*SHORT PROBLEM A:*
Please write out the records again, from the line containing "In this exercise you will tag the wheel" down to the end of the records, swapping "rear fender" for "rear mudguard" and leaving everything else unchanged.

*PASSAGE GIVEN:*
^^^^^^^^^^^^^^^^
Although the application 114 implements the particular business transaction or other processes, the process 112 is a separate operation, implemented in hardware and/or software in connection with the application 114 and its operation. Particularly, the process 112 serves different purposes from the application 114, and uses or employs certain information of or from the application 114 and its operations. The process 112 and the application 114 can be contained on the same computer or bank of computers, as the central computer 110, or alternatively, the process 112 and the application 114 can themselves be in communication over a disparate network including multiple computers and communications features, collectively also identified for simplification purposes herein as the central computer 110. The process 112 and the application 114 are related, in any event, in that the process 112 employs information of and from the application 114. In this respect, it is desirable in some manner to integrate the operations of the process 112 and the application 114. For purposes of example, the application 114 performs a business transaction process such as the exemplary loan procedure mentioned above; whereas the process 112 is an ancillary operation to the business transaction such as for performing customer intelligence gathering, fraud detection, personalization, quality of service management, or other analytical operation.

Continuing to refer to FIG. 1, and particularly the communicative arrows and block 108 identified in phantom, a conventional mode of integrating the process 112 and the application 114 are illustrated. The conventional mode, as discussed in the “Background” sections hereof, includes the separate block 108—e.g., either an integrator operation with specific programming logic and interfacing particular to the process 112 and the application 114, or otherwise a data warehouse storage of data unique to the process 112 and application 114 that is manipulable by a batch operation uniquely therefore, or combinations of these. The block 108 is either included with the central computer 110 or is an entirely separate device and process (i.e., indicated by the phantom lines). The block 108 necessarily intercedes and interferes between the process 112 and the application 114, and also between each of the process 112 and the application 114 and the communications from and to the client computer 104 over the network 102.

In effect, the block 108 merely serves as an intermediary for communications and data handling between the process 112, the application 114, and the communications of the central computer 110 and the client computer 104. The block 108 can integrate operations of the process 112 and the application 114 because the block 108, as such intermediary, receives and delivers communicated signals as desired for the application. In operations, the block 108, by virtue of application specific programming, logic and interfacing, can communicate information as desired for operations of the process 112 and the application 114. The block 108, however, is complex, costly, and intrusive. This is the case because the block 108 must be specifically designed and programmed to provide desired integration, the block 108 must intercept and handle all communications and information, and the block 108 must interface with and appropriately format data and information as required by the respective process 112, application 114, network 102, and client computer 104. The block 108 is, therefore, an undesirable mechanism for integration.

Still referring to FIG. 1, the system 100 includes much more desirable integration implementation via a virtual connector 116. The virtual connector 116 is communicatively connected to the network 102 to selectively extract packetized signals. The virtual connector 116 is also communicatively connected to the process 112. In operations, the virtual connector 116 selectively picks off data communicated over the network 102 and delivers the data to the process 112 with proper semantic, interface and format matching for readability and use by the process 112. The virtual connector 116 is implemented in software and hardware, for example, the virtual connector 116 can be part of the central computer 110 (e.g., either included therewith or communicatively connected thereto) or can be separate from the central computer 110. As later discussed in more detail, the virtual connector 116 includes an interceptor, mapper and semantic processor, each coordinated to extract desired data information from packetized signals and to deliver the content appropriately matched to and for use by the processor 114.
^^^^^^^^^^^^^^^^
*EXERCISE DATA:*
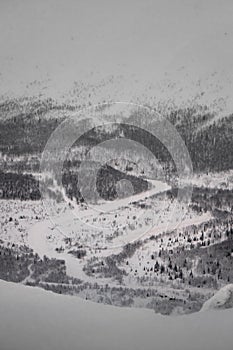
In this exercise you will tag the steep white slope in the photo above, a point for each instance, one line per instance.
(31, 318)
(223, 299)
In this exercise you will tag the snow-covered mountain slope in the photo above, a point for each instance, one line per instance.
(223, 299)
(31, 318)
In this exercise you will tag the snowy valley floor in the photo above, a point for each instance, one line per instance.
(31, 318)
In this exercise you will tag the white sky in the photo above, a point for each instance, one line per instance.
(58, 42)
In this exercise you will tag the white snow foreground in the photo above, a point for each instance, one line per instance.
(31, 318)
(223, 299)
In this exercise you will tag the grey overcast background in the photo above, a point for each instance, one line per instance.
(59, 42)
(46, 46)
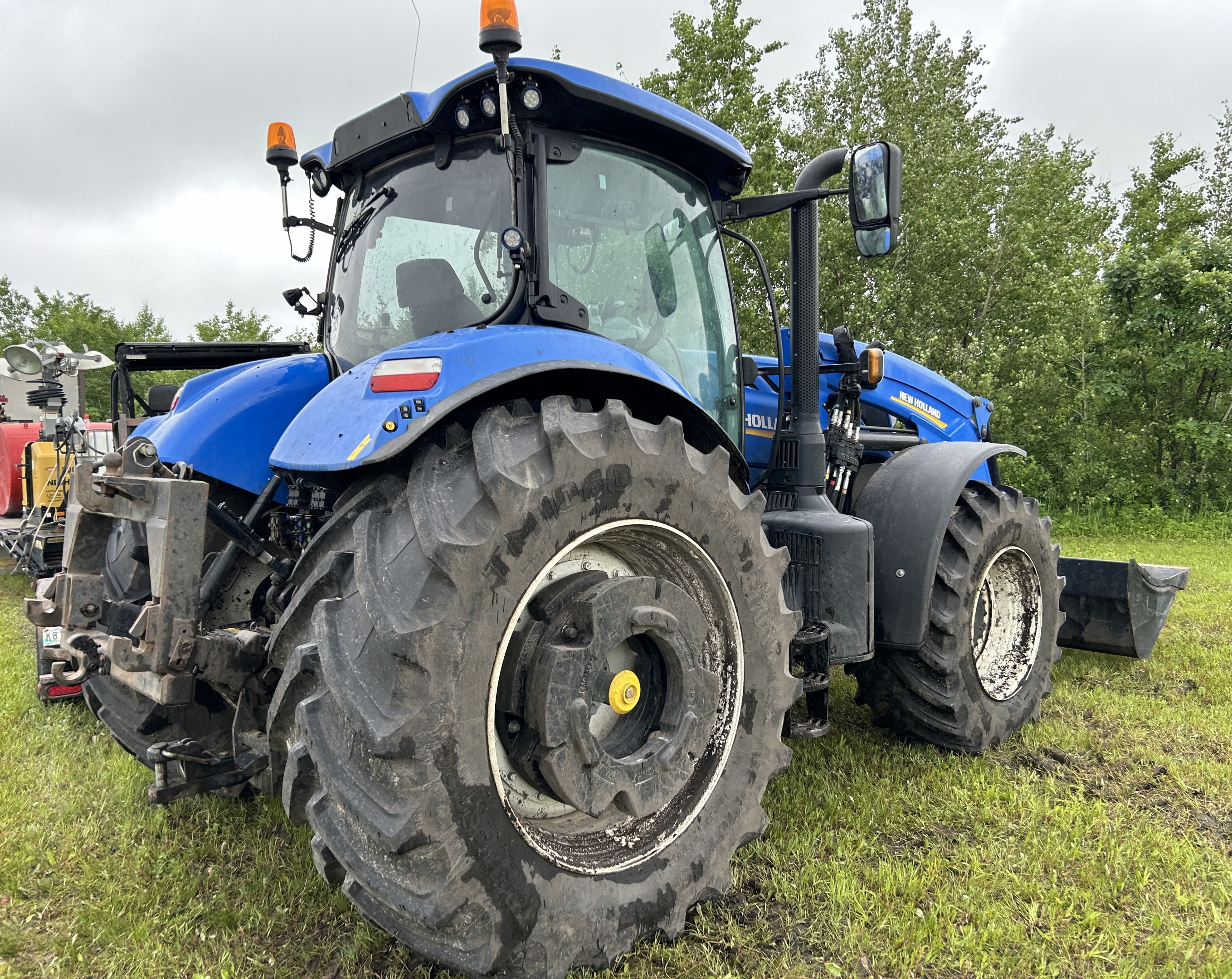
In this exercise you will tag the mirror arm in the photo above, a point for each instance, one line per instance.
(745, 208)
(294, 222)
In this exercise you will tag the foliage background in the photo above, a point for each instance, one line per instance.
(1101, 327)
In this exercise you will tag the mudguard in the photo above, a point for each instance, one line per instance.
(348, 425)
(908, 502)
(227, 422)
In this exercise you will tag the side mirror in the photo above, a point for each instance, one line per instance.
(875, 196)
(658, 265)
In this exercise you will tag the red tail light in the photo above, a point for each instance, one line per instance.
(415, 373)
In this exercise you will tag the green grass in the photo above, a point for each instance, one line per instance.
(1097, 843)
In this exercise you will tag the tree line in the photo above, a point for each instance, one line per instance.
(1101, 327)
(78, 320)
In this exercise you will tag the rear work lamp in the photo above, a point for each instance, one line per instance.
(413, 373)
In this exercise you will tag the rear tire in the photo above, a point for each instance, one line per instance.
(392, 648)
(992, 633)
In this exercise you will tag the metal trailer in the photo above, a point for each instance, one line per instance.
(518, 591)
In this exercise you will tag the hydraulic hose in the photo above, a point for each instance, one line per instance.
(778, 340)
(224, 563)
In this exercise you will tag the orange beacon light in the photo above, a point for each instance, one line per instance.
(280, 147)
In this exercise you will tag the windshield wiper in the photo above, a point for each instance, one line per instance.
(353, 231)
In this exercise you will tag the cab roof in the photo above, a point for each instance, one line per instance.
(575, 99)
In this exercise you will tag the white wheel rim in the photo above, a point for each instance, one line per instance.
(523, 802)
(1006, 622)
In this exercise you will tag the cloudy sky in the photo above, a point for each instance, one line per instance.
(133, 132)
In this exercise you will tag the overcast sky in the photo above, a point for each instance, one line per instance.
(133, 132)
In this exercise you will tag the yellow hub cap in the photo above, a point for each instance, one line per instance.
(624, 693)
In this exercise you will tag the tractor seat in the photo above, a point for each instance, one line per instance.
(432, 292)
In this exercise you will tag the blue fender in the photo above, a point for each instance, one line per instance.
(227, 422)
(348, 425)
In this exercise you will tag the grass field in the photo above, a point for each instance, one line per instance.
(1097, 843)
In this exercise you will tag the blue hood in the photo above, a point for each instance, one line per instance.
(227, 423)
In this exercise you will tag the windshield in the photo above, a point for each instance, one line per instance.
(420, 252)
(635, 241)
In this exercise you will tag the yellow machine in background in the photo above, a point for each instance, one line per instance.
(47, 475)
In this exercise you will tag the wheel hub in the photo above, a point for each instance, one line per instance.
(1006, 624)
(597, 736)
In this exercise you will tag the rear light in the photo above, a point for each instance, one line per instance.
(415, 373)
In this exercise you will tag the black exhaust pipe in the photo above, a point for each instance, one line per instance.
(798, 473)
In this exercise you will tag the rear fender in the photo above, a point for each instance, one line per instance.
(908, 502)
(348, 425)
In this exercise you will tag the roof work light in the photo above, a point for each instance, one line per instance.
(24, 359)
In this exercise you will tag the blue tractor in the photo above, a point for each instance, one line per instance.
(519, 589)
^^^^^^^^^^^^^^^^
*SHORT PROBLEM B:*
Name the components that the passage on system integration says the virtual connector 116 includes.

*COMPLETE RESPONSE A:*
In this exercise you will tag the wheel hub in the photo above, a point for each instance, one line per instance.
(1006, 624)
(597, 736)
In this exercise you will tag the rear light in the photo above, a point for each instance, one line per instance.
(415, 373)
In this exercise you will tag the black exhaust pipe in the photo above, a point for each instance, one line per instance.
(798, 473)
In this exercise you will tag the rear mudguard in the photo above, a point for each instance, one line per instance.
(908, 502)
(348, 425)
In this exercise you will tag the roof work light in the photo above, a point for each instance, one line per instance.
(24, 359)
In this exercise you will tag the blue tractor in the photo above, a point for each instance, one line per instance.
(519, 589)

*COMPLETE RESPONSE B:*
- interceptor
- mapper
- semantic processor